* [Selected passage]:
# Finally! My old rocker project is finished.



## Ruth n Jersey (Jun 22, 2017)

This turned into a bit more work than anticipated but It is finally finished. For those who didn't see the original condition I reposted the photo. I found the rocker on the side of the road and just couldn't leave it there. Some said I shouldn't take it apart but it sort of just fell apart. Easier to paint in pieces. Getting it back together was another story. I wish I could say I accomplished it all by myself but my Son had to get it back. A bit of paint had gotten in the holes and that needed to be scraped out. I then coated everything with Titebond wood glue that he uses in his cabinetry business. He then had to use a mallet and more strength than I could ever have and pounded the pieces together. I really doubt it will ever come apart. The only thing missing are two smaller panels on each side on the back. I couldn't find a piece of wood thin enough to fit. I only wanted the rocker for display anyway.The flowers are in my Dad's old lunch box from the 50's. He used it every single day of his working life.  I knew that some day I would have a use for it. I spray painted it and thought it went well with the old rocker. We have an overhang on our front porch and I will put it in our garage over the winter. Hopefully it will last awhile. I think in the future I will think twice about dragging things home that I see, but I can't promise.


----------



## jujube (Jun 22, 2017)

Oh, that's lovely!  You did a great job.


----------



## Temperance (Jun 22, 2017)

You did such a wonderful job.  It's lovely.


----------



## NancyNGA (Jun 22, 2017)

It's perfect, Ruth.   You did a great job.  Love the decals (Or did you paint those flowers?)


----------



## Aunt Bea (Jun 22, 2017)

Very nice!!!


----------



## Ruth n Jersey (Jun 22, 2017)

* [Records for the exercise]:
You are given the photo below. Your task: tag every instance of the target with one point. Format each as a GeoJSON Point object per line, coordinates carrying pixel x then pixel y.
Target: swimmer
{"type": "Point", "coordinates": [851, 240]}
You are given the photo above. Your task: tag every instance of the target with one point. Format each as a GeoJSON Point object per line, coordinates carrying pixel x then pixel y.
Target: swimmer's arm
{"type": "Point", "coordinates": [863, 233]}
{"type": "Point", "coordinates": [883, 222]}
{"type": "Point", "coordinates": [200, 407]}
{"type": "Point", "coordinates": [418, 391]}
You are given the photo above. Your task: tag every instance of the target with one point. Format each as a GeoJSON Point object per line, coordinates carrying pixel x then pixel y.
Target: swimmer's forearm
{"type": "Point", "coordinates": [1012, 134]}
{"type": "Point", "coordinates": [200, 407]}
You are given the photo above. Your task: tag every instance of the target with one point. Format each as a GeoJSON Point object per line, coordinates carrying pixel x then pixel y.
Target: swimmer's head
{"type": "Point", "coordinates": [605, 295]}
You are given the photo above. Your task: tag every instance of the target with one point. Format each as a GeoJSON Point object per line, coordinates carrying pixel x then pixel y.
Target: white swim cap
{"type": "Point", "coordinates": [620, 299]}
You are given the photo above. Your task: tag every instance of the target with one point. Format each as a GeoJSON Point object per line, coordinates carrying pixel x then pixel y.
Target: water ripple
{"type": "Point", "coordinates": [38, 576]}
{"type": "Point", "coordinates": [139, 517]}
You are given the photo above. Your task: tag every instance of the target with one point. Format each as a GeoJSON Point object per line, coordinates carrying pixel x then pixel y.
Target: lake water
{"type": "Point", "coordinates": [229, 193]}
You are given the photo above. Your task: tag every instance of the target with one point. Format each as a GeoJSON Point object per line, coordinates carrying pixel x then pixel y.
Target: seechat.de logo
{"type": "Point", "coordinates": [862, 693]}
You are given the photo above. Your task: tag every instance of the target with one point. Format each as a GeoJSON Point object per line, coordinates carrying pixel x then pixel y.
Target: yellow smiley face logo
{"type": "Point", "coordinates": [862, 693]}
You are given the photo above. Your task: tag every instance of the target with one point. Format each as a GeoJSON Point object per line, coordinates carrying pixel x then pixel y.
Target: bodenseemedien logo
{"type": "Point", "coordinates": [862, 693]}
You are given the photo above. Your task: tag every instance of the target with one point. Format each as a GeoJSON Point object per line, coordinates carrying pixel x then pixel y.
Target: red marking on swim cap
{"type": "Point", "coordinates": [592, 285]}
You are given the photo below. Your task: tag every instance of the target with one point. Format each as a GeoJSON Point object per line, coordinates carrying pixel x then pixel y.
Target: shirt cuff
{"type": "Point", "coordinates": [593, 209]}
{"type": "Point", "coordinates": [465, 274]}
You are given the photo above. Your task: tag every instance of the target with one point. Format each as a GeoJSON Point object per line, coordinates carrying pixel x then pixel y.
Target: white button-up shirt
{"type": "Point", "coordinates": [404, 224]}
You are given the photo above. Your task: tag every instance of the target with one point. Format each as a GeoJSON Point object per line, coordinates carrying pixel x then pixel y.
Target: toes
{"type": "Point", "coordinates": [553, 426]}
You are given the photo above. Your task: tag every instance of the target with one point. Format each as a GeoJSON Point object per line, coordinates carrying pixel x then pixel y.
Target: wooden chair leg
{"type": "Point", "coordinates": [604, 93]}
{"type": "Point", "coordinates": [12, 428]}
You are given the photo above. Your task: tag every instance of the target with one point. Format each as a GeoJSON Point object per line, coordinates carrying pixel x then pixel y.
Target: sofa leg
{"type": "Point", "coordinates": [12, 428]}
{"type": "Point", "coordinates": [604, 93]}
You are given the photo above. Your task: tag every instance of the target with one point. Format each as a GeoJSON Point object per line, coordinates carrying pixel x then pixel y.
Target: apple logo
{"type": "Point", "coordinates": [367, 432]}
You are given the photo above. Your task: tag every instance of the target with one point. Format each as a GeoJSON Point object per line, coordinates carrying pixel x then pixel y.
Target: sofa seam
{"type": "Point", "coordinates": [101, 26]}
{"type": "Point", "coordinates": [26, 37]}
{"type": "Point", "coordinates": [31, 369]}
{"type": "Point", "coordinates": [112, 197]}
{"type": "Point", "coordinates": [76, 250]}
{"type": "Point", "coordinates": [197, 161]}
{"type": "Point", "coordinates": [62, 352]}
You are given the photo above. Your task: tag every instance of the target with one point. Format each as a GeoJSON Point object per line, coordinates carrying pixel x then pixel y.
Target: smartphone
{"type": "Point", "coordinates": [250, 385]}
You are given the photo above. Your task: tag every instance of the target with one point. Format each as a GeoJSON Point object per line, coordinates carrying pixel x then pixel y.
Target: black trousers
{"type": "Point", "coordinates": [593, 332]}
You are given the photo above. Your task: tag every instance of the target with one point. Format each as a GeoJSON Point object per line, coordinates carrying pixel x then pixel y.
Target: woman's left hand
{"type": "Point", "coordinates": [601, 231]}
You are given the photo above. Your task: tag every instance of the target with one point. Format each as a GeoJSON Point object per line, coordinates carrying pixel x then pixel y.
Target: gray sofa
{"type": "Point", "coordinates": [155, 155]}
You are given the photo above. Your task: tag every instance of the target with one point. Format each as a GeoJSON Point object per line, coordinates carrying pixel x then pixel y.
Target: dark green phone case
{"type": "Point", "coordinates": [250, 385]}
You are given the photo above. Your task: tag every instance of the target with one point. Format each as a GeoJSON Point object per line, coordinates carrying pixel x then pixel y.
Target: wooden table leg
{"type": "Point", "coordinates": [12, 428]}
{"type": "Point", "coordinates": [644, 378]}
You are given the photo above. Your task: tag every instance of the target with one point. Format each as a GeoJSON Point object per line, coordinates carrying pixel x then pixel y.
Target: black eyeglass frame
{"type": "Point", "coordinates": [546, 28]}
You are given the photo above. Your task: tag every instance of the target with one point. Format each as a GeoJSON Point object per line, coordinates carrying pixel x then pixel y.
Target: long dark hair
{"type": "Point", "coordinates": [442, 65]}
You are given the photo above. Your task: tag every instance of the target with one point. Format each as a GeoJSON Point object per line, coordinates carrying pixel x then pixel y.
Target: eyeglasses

* [What to work on]:
A – Count the lines of the listing that contain the string "swimmer" and reply with only that number.
B – Continue the forum thread about the restored rocker from the point where it stops.

* [Answer set]:
A – 4

B –
Thanks, it was fun. At the very least it beats the plastic chair I had out there from Home Depot. Nancy,the flowers are stenciled on.


----------



## Ina (Jun 22, 2017)

I bet every time you see it, you'll enjoy knowing that you and your son put a little extra love and care into something that no one else wanted anymore.  You have given a poor litte throwaway new life.  Good job.  :thumbsup:  :applause2:


----------



## Falcon (Jun 22, 2017)

Oh  WOW !   What a beautiful job you did  Ruth.  Well worth the effort.

I wish the people who threw it away could see this !


----------



## Shalimar (Jun 22, 2017)

Gorgeous!


----------



## helenbacque (Jun 22, 2017)

It's lovely.  Is it as comfortable as it looks?


----------



## SeaBreeze (Jun 22, 2017)

Beautiful job Ruth, looks like you put a lot of skill and work into your project.....I love the result, something to be very proud of!  :applause2:


----------



## Dudewho (Jun 22, 2017)




----------



## Pam (Jun 22, 2017)

I love it! It's beautiful.


----------



## street (Jun 25, 2017)

Nicely done.


----------



## Stormy (Jun 25, 2017)

Very nice


----------



## Camper6 (Jun 25, 2017)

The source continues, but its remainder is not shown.